____ SOURCE TEXT

# Sdcard Slot Failing? R/w Switching Often To R/o ... Or Rom Issue? [Cm4Dx-Gb 111019 / Over .605 Ota From .602 Sbf]



## Barney Stinson (Oct 25, 2011)

'Cannot write to SDCard' type errors are increasing in frequency. Until recently I had only associated the behavior while the mapping app Waze was running. The SVOX TTS would stop talking in the other map app and switch to bings and bongs.

The card shows as mounted, and I can browse files on it. Using Root Explorer I toggle R/O back to R/W.

First I thought my class10 SDcard was failing. So I replaced it. I am not a heavy media user. I take the occasional photo to feed to my contact provider.

Now many applications hiccup or freeze the phone and I suspect the SDcard switching to R/W. Taking screenshots sometimes fails with 'null' errors. After switching SDcard back to R/W all is well again... sometimes for the rest of the day sometimes only for a few minutes or seconds.

I have send logcats to a number of developers. In the red are java i/o errors, but those are likely after R/O manifests.

I don't have a 'free' VZW upgrade, and I don't pay insurance extortion (not ok receiving refurbished electronics).

If I were more knowledgeable I would have written a bash script for cron (cron4phone) to check if sdcard is R/O then set to R/W... every three minutes or so? Unless there is a better solution? [buying a new phone is not an option]

*Please, may I have a bash savvy volunteer?*

I suspect many other people perceive this as sdcard failure.

rrrrg


----------



## amm5890 (Jun 23, 2011)

i have no clue what could be wrong, and you have probably done my next statement a few time, but you could always back up all your apps and wipe everything then re-flash, always works when im having problems...or try a different rom.


----------



## blackadept (Jun 13, 2011)

________

• INSTRUCTIONS FOR THE TASK:
Quote the SD card thread word for word, from "First I thought" to "minutes or seconds.".

____ DATA TO EXAMINE

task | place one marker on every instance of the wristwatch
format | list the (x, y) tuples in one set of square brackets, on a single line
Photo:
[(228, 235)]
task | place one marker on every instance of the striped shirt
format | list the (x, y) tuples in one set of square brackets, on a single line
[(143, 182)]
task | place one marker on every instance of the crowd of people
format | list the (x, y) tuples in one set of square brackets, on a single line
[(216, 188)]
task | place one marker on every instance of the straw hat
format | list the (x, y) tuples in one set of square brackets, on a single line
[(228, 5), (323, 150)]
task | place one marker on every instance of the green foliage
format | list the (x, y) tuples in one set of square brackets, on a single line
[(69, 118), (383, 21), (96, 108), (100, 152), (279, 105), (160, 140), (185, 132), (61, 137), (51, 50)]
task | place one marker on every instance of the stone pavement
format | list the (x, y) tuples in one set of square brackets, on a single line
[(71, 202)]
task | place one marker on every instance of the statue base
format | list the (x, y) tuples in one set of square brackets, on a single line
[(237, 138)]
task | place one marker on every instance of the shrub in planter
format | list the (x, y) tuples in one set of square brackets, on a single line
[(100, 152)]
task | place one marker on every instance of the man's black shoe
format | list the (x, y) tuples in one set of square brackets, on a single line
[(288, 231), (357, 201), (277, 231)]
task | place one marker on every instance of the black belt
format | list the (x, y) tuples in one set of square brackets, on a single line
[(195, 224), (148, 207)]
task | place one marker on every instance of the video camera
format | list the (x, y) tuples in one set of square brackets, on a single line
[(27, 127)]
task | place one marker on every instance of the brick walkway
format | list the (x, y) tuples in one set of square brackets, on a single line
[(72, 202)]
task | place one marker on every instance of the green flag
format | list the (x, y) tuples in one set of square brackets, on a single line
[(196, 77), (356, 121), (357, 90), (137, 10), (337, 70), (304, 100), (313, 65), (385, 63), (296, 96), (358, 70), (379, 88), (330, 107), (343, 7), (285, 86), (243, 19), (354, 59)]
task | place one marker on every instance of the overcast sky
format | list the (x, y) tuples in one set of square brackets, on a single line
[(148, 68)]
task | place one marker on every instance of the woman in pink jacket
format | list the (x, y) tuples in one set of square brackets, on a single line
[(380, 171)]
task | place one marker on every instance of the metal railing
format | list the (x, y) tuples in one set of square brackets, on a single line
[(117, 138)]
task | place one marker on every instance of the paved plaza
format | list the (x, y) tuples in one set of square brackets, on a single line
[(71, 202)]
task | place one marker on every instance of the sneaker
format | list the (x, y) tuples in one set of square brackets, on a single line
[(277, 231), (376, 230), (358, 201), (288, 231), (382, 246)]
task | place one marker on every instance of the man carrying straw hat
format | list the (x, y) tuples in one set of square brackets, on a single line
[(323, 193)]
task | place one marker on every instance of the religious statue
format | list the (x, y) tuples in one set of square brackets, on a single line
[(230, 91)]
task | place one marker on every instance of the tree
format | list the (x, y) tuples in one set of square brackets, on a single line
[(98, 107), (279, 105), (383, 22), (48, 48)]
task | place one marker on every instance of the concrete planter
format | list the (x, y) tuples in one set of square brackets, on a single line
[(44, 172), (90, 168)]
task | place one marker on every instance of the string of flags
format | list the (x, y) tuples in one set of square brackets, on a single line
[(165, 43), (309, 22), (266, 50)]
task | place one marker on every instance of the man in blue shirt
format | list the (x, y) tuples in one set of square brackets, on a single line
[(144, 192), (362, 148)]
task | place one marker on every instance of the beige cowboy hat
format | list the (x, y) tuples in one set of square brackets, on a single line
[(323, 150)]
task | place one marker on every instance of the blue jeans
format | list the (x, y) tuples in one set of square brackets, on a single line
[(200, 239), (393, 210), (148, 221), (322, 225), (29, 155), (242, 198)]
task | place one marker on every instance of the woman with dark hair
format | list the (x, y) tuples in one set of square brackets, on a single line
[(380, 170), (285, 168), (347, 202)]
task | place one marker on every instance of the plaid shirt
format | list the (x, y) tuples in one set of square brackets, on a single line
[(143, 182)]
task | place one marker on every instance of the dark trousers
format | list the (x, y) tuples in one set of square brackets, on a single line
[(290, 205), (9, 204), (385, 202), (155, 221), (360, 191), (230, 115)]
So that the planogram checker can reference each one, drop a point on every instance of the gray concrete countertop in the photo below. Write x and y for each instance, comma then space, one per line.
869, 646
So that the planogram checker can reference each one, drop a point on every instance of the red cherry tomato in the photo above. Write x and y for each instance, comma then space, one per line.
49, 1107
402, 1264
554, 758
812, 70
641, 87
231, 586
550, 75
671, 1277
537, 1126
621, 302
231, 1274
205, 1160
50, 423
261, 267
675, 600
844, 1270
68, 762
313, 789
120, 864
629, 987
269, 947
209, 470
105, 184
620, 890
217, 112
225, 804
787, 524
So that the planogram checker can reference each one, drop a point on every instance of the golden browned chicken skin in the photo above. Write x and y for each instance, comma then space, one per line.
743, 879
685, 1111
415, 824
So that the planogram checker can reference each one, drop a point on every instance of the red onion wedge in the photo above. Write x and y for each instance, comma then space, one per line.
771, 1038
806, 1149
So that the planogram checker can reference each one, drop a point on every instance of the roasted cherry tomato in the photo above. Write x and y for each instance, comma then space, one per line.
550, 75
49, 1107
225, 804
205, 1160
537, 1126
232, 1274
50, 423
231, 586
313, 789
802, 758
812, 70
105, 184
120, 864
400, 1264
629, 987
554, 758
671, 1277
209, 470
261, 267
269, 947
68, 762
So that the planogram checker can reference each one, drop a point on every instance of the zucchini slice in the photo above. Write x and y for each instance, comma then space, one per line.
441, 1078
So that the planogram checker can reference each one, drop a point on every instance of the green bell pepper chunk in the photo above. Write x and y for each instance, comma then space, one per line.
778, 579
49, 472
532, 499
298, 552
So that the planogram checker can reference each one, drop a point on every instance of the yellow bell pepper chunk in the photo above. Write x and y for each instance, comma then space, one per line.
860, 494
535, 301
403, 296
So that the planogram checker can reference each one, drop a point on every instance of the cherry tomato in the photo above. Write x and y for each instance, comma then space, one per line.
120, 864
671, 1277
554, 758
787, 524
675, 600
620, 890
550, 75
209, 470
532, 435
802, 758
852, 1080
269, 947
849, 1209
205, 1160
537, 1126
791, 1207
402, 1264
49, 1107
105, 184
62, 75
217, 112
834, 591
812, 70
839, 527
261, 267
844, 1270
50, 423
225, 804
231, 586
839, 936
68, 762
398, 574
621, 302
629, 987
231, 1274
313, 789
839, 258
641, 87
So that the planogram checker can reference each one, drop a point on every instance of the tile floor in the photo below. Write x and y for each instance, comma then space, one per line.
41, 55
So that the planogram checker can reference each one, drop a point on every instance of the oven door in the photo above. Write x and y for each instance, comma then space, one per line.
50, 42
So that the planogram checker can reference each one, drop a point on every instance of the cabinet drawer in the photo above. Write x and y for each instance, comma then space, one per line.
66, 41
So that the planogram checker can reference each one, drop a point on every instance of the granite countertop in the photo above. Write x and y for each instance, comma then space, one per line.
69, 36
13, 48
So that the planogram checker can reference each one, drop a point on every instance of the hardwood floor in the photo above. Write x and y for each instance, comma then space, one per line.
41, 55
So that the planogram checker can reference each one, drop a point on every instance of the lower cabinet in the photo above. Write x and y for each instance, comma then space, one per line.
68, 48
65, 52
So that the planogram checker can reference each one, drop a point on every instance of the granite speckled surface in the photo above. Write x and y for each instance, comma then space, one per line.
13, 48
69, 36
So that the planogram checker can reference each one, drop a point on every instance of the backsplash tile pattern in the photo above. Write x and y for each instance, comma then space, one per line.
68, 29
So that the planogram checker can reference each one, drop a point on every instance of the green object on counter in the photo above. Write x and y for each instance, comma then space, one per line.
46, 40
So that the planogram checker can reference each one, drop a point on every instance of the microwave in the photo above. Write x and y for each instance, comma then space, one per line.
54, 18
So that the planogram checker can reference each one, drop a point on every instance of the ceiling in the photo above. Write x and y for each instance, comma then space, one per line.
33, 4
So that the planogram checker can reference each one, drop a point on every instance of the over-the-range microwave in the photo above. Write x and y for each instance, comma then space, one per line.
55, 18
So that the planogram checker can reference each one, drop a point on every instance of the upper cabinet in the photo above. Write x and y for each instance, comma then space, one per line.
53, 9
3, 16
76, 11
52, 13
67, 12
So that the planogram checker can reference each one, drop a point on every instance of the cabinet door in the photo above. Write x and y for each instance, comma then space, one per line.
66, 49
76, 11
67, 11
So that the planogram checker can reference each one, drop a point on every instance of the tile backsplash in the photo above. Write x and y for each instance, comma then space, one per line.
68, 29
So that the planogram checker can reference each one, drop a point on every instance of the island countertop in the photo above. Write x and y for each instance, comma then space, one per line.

________

• PROBLEM SOLUTION:
First I thought my class10 SDcard was failing. So I replaced it. I am not a heavy media user. I take the occasional photo to feed to my contact provider.

Now many applications hiccup or freeze the phone and I suspect the SDcard switching to R/W. Taking screenshots sometimes fails with 'null' errors. After switching SDcard back to R/W all is well again... sometimes for the rest of the day sometimes only for a few minutes or seconds.